What is required >>
Convert the lines below into a JSON list of strings with one string per line, skipping blank lines and leaving the pictures out.

Entries from an annotation dataset:

-*-*-

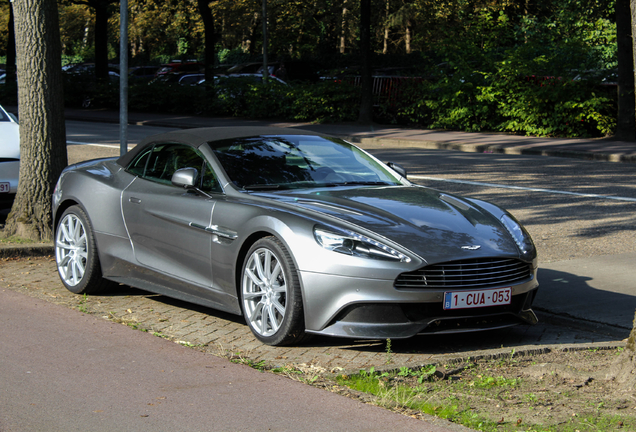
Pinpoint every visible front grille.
[395,258,532,289]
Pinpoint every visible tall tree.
[71,0,117,82]
[197,0,216,89]
[5,0,67,240]
[614,0,636,141]
[5,3,16,88]
[358,0,373,124]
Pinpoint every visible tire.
[55,206,112,294]
[241,237,305,346]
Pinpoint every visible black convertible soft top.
[117,126,322,167]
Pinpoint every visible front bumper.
[301,271,538,339]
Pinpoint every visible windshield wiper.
[325,181,391,187]
[243,184,280,190]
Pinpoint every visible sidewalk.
[0,110,636,428]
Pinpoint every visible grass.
[335,356,635,432]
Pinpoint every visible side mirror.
[386,162,406,178]
[170,168,199,189]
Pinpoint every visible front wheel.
[55,206,110,294]
[241,237,305,346]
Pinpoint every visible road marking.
[409,175,636,202]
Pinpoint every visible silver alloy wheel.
[242,248,287,337]
[55,213,88,286]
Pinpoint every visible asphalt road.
[62,121,636,333]
[0,122,636,432]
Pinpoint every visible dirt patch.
[307,349,636,432]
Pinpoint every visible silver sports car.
[53,127,538,345]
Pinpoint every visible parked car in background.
[179,74,205,85]
[128,66,159,81]
[53,127,538,345]
[155,62,204,77]
[0,106,20,208]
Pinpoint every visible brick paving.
[0,256,622,372]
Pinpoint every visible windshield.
[210,135,400,190]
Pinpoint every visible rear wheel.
[55,206,111,294]
[241,237,305,346]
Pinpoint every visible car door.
[122,144,218,295]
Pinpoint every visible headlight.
[314,228,411,262]
[501,214,534,255]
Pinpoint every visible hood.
[0,121,20,159]
[260,186,519,264]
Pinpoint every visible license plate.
[444,287,512,309]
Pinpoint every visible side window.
[128,144,222,192]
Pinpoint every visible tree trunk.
[5,0,67,240]
[358,0,373,124]
[197,0,215,89]
[614,0,636,141]
[5,3,16,88]
[382,0,391,54]
[340,0,348,54]
[92,0,109,83]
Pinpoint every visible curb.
[0,243,55,258]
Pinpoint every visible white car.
[0,106,20,208]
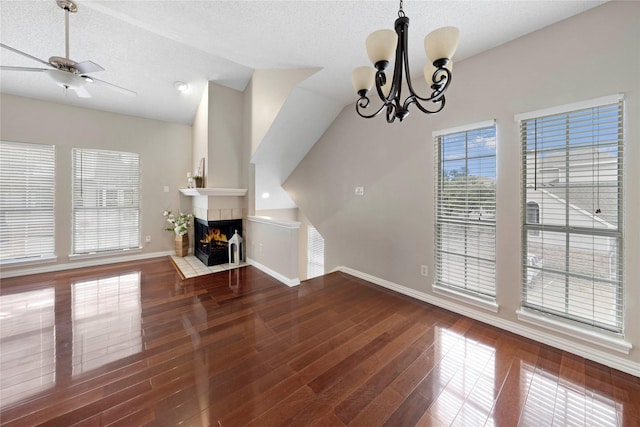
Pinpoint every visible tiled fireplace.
[193,218,243,266]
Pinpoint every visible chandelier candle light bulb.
[351,0,460,123]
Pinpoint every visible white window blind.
[434,124,496,299]
[520,99,624,333]
[307,225,324,279]
[73,148,140,254]
[0,141,55,262]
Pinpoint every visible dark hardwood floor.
[0,258,640,427]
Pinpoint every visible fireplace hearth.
[193,218,242,266]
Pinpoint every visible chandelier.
[351,0,459,123]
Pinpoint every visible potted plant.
[163,211,193,256]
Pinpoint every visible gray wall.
[0,94,192,274]
[284,2,640,374]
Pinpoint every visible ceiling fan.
[0,0,137,98]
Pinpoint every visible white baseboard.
[334,266,640,377]
[247,258,300,287]
[0,251,175,279]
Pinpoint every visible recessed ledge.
[180,188,248,197]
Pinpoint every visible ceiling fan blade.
[0,43,51,66]
[73,61,104,74]
[69,86,91,98]
[89,76,138,96]
[0,65,48,71]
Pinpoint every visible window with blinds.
[0,141,55,262]
[72,148,140,254]
[307,225,324,279]
[434,121,496,299]
[516,96,623,333]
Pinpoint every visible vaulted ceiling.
[0,0,604,124]
[0,0,606,209]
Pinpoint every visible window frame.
[433,120,498,306]
[70,147,142,254]
[515,94,625,336]
[0,141,56,265]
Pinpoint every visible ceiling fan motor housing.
[49,56,78,74]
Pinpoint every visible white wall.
[245,216,300,286]
[284,2,640,375]
[0,94,192,275]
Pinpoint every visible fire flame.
[200,228,227,243]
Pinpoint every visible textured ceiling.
[0,0,604,124]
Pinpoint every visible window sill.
[69,248,142,261]
[516,308,633,354]
[432,285,500,313]
[0,255,58,267]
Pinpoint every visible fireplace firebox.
[193,218,242,266]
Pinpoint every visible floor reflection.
[520,363,618,426]
[0,288,56,408]
[0,271,142,409]
[71,272,142,375]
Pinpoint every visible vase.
[175,234,189,256]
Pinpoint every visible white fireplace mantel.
[180,188,248,197]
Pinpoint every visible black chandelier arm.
[403,93,445,114]
[356,95,387,119]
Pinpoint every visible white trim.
[432,284,500,313]
[0,255,58,268]
[333,266,640,377]
[247,258,300,288]
[69,247,142,261]
[180,188,248,197]
[516,308,633,354]
[247,216,300,230]
[431,119,496,138]
[514,93,624,122]
[0,251,175,279]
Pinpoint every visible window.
[72,148,140,254]
[517,96,623,333]
[0,141,55,262]
[434,121,496,299]
[307,225,324,279]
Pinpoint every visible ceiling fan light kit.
[0,0,137,98]
[351,0,460,123]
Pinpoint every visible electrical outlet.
[420,265,429,277]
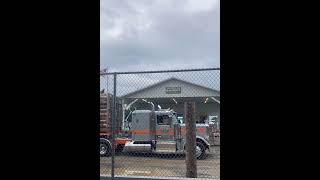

-*-*-

Right answer >>
[
  "Pinpoint every visible front grille.",
  "[395,258,532,289]",
  "Pinpoint every visible tall tree.",
  "[71,0,117,82]",
  "[197,0,216,89]",
  "[5,0,67,240]",
  "[614,0,636,141]",
  "[5,3,16,88]",
  "[358,0,373,124]",
  "Pinpoint every visible tire.",
  "[55,206,112,294]",
  "[241,237,305,346]",
  "Pinpoint every visible black convertible soft top.",
  "[117,126,322,167]",
  "Pinpoint every visible front bumper.",
  "[301,271,538,339]",
  "Pinpoint every visible windshield wiper.",
  "[325,181,391,187]",
  "[243,184,280,190]",
  "Pinpoint every visible sidewalk.",
  "[0,110,636,428]",
  "Pinpoint every visible grass.",
  "[335,356,635,432]",
  "Pinpoint every visible side mirror.",
  "[386,162,406,178]",
  "[170,168,199,189]",
  "Pinpoint every visible front wheel.",
  "[55,206,110,294]",
  "[241,237,305,346]",
  "Pinpoint every visible road marking.",
  "[409,175,636,202]",
  "Pinpoint every visible silver alloy wheel.",
  "[242,248,287,337]",
  "[55,213,88,286]",
  "Pinpoint every visible asphalt road.",
  "[62,121,636,333]",
  "[0,122,636,432]",
  "Pinpoint every visible dirt patch.",
  "[307,349,636,432]",
  "Pinpoint every visible silver sports car.",
  "[53,127,538,345]",
  "Pinpoint every visible parked car in background.",
  "[179,74,205,85]",
  "[128,66,159,81]",
  "[53,127,538,345]",
  "[155,62,204,77]",
  "[0,106,20,208]",
  "Pinpoint every visible brick paving.",
  "[0,256,622,372]",
  "Pinpoint every visible windshield.",
  "[210,135,400,190]",
  "Pinpoint every visible rear wheel.",
  "[55,206,111,294]",
  "[241,237,305,346]",
  "Pinpoint every visible car door.",
  "[122,144,218,295]",
  "Pinpoint every visible headlight.",
  "[314,228,411,262]",
  "[501,214,534,255]",
  "Pinpoint every visible hood.",
  "[0,121,20,159]",
  "[260,186,519,264]",
  "Pinpoint every visible license plate.",
  "[444,287,512,309]",
  "Pinpoint every visible side window.",
  "[128,144,222,192]",
  "Pinpoint every visible tree trunk.",
  "[5,0,67,240]",
  "[358,0,373,124]",
  "[197,0,215,89]",
  "[614,0,636,141]",
  "[5,3,16,88]",
  "[382,0,391,54]",
  "[340,0,348,54]",
  "[92,0,109,83]",
  "Pinpoint every visible curb.",
  "[0,243,55,258]",
  "Pinpoint every visible white car.",
  "[0,106,20,208]",
  "Pinpoint every visible tiled fireplace.",
  "[193,218,243,266]",
  "Pinpoint every visible chandelier candle light bulb.",
  "[351,0,460,123]",
  "Pinpoint every visible white window blind.",
  "[434,124,496,299]",
  "[520,99,624,333]",
  "[307,225,324,279]",
  "[73,148,140,254]",
  "[0,141,55,262]",
  "Pinpoint every visible dark hardwood floor.",
  "[0,258,640,427]",
  "Pinpoint every visible fireplace hearth.",
  "[193,218,242,266]",
  "Pinpoint every visible chandelier.",
  "[351,0,459,123]",
  "Pinpoint every visible potted plant.",
  "[163,211,193,256]",
  "Pinpoint every visible gray wall.",
  "[0,94,192,274]",
  "[284,2,640,374]",
  "Pinpoint every visible ceiling fan.",
  "[0,0,137,98]",
  "Pinpoint every visible white baseboard.",
  "[334,266,640,377]",
  "[247,258,300,287]",
  "[0,251,175,279]",
  "Pinpoint every visible recessed ledge.",
  "[180,188,248,197]",
  "Pinpoint every visible ceiling fan blade.",
  "[0,43,51,66]",
  "[73,61,104,74]",
  "[69,86,91,98]",
  "[89,76,138,96]",
  "[0,65,48,71]",
  "Pinpoint every visible window with blinds.",
  "[0,141,55,262]",
  "[72,148,140,254]",
  "[307,225,324,279]",
  "[434,121,496,299]",
  "[516,96,623,333]",
  "Pinpoint every visible vaulted ceiling.",
  "[0,0,604,124]",
  "[0,0,606,209]",
  "Pinpoint every visible window frame.",
  "[433,120,498,306]",
  "[70,147,142,254]",
  "[515,94,625,336]",
  "[0,141,56,265]",
  "Pinpoint every visible ceiling fan motor housing.",
  "[49,56,78,74]",
  "Pinpoint every visible white wall.",
  "[245,216,300,286]",
  "[284,2,640,375]",
  "[0,94,192,275]",
  "Pinpoint every visible fire flame.",
  "[200,228,227,243]",
  "Pinpoint every visible textured ceiling.",
  "[0,0,604,124]",
  "Pinpoint every visible window sill.",
  "[69,248,142,261]",
  "[516,308,633,354]",
  "[432,285,500,313]",
  "[0,255,58,267]",
  "Pinpoint every visible fireplace firebox.",
  "[193,218,242,266]",
  "Pinpoint every visible floor reflection.",
  "[520,363,618,426]",
  "[0,288,56,408]",
  "[0,271,142,409]",
  "[71,272,142,375]",
  "Pinpoint every visible vase.",
  "[175,234,189,256]",
  "Pinpoint every visible white fireplace mantel.",
  "[180,188,248,197]",
  "Pinpoint every visible black chandelier arm.",
  "[403,93,445,114]",
  "[356,95,387,119]",
  "Pinpoint every visible white trim.",
  "[432,284,500,313]",
  "[0,255,58,268]",
  "[333,266,640,377]",
  "[247,258,300,288]",
  "[69,247,142,261]",
  "[180,188,248,197]",
  "[516,308,633,354]",
  "[247,216,300,230]",
  "[431,119,496,138]",
  "[514,93,624,122]",
  "[0,251,175,279]",
  "Pinpoint every visible window.",
  "[72,148,140,254]",
  "[517,96,623,333]",
  "[0,141,55,262]",
  "[434,121,496,299]",
  "[307,225,324,279]",
  "Pinpoint every visible ceiling fan light kit.",
  "[0,0,137,98]",
  "[351,0,460,123]",
  "Pinpoint every visible electrical outlet.",
  "[420,265,429,277]"
]